### やること:
下の大学受験に落ちたときの対処法の文章から、「現役で進学する道を探る、浪人」から「ンザキメソッド」を開発する。」までの部分を、両端を含めて一字一句変えずに返す。

### 抜粋箇所:
════════

大学受験に落ちたらどうする?全落ちした場合は?対処法と注意点をスタサプ講師に聞いた!

大学受験で第一志望に落ちた、あるいは全落ちした…残念ながら望まぬ結果が出てしまったとき、とれる選択肢は1つじゃない!
 
現役で進学する道を探る、浪人して実力を伸ばすなど、考えられる選択肢を実際に経験した先輩104人へのアンケート結果とともに紹介するよ。
 
そして、それぞれの選択肢をとるときの注意点を、スタディサプリ講師で、多数の受験生の進路相談にも乗ってきた神﨑史彦先生にうかがった。
 
あきらめずに今からできることを探すヒントにしてほしい!
今回教えてくれたのは
神﨑史彦先生​
神﨑史彦先生

株式会社カンザキメソッド代表取締役。
スタディサプリ講師。私立学校研究家。高大接続・教育コンサルタント。
大学卒業後、大学受験予備校において小論文講師として活動する一方、通信教育会社や教科書会社にて小論文・志望理由書・自己アピール文の模擬試験作成および評価基準策定を担当。
のべ6万人以上の受験生と向き合うなかで得た経験や知見をもとに、小論文、志望理由・自己アピール・面接の指導法の「カンザキメソッド」を開発する。

════════

### データセットのレコード:
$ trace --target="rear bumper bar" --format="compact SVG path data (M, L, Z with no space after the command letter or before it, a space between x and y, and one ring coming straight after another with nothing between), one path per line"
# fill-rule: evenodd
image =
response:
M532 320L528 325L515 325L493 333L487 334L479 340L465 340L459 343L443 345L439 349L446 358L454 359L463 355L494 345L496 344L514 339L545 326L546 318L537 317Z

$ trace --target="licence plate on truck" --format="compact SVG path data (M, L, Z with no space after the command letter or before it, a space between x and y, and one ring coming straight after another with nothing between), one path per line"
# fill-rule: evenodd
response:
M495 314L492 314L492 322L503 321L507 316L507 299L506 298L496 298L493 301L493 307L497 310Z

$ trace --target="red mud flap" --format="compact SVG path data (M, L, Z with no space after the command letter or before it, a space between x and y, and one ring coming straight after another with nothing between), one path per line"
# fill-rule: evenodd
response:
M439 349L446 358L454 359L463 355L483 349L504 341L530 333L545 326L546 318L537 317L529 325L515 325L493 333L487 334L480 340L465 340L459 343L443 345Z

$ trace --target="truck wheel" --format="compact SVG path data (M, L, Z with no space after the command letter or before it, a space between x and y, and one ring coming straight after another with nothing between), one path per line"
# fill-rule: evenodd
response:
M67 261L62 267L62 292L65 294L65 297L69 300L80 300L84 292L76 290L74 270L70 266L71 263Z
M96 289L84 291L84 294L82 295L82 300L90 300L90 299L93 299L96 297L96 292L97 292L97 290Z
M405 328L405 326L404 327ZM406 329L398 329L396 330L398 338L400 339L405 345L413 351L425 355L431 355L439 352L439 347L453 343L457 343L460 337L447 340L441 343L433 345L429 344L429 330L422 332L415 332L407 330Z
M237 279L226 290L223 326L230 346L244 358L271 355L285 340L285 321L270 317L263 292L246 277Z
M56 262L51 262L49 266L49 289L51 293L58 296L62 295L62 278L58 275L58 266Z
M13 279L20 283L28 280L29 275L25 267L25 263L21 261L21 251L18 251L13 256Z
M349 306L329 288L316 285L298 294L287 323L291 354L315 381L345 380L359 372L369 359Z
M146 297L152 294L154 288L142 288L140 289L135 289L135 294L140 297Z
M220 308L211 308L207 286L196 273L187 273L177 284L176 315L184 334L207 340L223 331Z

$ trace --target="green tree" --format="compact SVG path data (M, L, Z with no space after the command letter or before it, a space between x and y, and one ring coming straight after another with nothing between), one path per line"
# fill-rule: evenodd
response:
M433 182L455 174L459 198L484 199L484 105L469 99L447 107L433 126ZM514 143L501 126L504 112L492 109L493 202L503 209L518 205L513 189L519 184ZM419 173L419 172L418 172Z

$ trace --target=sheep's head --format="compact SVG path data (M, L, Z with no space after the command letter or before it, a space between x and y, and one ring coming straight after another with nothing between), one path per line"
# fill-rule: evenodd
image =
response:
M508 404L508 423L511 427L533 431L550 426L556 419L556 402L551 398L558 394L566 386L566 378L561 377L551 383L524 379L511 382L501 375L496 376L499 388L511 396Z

════════

### 結果:
現役で進学する道を探る、浪人して実力を伸ばすなど、考えられる選択肢を実際に経験した先輩104人へのアンケート結果とともに紹介するよ。
 
そして、それぞれの選択肢をとるときの注意点を、スタディサプリ講師で、多数の受験生の進路相談にも乗ってきた神﨑史彦先生にうかがった。
 
あきらめずに今からできることを探すヒントにしてほしい!
今回教えてくれたのは
神﨑史彦先生​
神﨑史彦先生

株式会社カンザキメソッド代表取締役。
スタディサプリ講師。私立学校研究家。高大接続・教育コンサルタント。
大学卒業後、大学受験予備校において小論文講師として活動する一方、通信教育会社や教科書会社にて小論文・志望理由書・自己アピール文の模擬試験作成および評価基準策定を担当。
のべ6万人以上の受験生と向き合うなかで得た経験や知見をもとに、小論文、志望理由・自己アピール・面接の指導法の「カンザキメソッド」を開発する。